*Task statement:*
Every entry in this listing should be written out exactly.
*** Opening Input records ***
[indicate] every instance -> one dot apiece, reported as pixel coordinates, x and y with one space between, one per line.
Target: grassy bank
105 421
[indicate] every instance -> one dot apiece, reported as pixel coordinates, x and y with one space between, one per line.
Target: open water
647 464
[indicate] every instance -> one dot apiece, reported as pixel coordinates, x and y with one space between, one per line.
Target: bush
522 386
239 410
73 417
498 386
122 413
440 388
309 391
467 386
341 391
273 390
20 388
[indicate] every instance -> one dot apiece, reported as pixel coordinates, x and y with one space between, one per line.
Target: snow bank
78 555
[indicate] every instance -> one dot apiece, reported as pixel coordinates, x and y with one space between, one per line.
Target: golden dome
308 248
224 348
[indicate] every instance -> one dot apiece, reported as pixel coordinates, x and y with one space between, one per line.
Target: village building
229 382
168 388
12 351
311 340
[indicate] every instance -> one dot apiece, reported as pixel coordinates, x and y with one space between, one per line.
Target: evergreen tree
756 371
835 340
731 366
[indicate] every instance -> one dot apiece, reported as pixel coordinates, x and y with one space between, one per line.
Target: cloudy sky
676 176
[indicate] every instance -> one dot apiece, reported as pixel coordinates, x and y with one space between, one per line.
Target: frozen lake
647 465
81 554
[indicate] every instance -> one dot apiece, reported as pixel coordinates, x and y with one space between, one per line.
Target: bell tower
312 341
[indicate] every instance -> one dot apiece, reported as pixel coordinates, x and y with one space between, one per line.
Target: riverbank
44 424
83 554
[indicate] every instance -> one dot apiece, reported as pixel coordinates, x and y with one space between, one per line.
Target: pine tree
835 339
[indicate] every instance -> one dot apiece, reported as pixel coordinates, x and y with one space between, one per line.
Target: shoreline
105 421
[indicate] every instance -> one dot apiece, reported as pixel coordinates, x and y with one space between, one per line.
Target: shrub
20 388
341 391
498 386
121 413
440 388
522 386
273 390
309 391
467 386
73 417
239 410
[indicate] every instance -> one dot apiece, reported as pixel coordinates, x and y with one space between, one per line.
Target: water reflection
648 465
*** Closing Input records ***
*Result for this exercise:*
[indicate] every instance -> one dot apiece, reported as pixel coordinates, x and y with one space between, one per line.
Target: grassy bank
105 421
[indicate] every instance -> one dot apiece, reported as pixel coordinates, x and y with one space between, one per line.
Target: open water
647 464
[indicate] every instance -> one dot apiece, reported as pixel coordinates, x and y with one space between, one per line.
Target: bush
522 386
239 410
73 417
498 386
122 413
440 388
309 391
467 386
341 391
273 390
20 388
[indicate] every instance -> one dot apiece, reported as pixel coordinates, x and y with one space between, one per line.
Target: snow bank
78 555
[indicate] every instance -> one dot apiece, reported as pixel coordinates, x and y with one space between, one per line.
Target: golden dome
308 248
224 348
[indicate] every instance -> one dot apiece, reported as pixel coordinates, x and y with one space between, one per line.
Target: village building
229 382
168 388
12 351
311 340
[indicate] every instance -> one dot apiece, reported as pixel coordinates, x and y with one space between, one per line.
Target: evergreen tree
756 371
835 340
731 366
[indicate] every instance -> one dot apiece, reported as pixel coordinates, x and y with one space between, one per line.
Target: cloudy sky
676 176
[indicate] every instance -> one dot apiece, reported as pixel coordinates, x and y with one space between, one per line.
Target: frozen lake
647 465
81 554
[indicate] every instance -> one dot apiece, reported as pixel coordinates, x and y with one space between, one per line.
Target: bell tower
312 341
[indicate] every instance -> one dot apiece, reported as pixel coordinates, x and y with one space between, one per line.
Target: riverbank
44 424
83 554
[indicate] every instance -> one dot apiece, reported as pixel coordinates, x and y with one space between, one per line.
Target: pine tree
835 339
[indicate] every instance -> one dot apiece, reported as pixel coordinates, x and y with one space between, one per line.
Target: shoreline
105 421
[indicate] every instance -> one dot apiece, reported as pixel coordinates, x and y with one space between, one per line.
Target: shrub
20 388
341 391
498 386
121 413
440 388
522 386
273 390
309 391
467 386
73 417
239 410
[indicate] every instance -> one dot apiece, reported as pixel coordinates, x and y with one space between, one per line.
Target: water reflection
648 465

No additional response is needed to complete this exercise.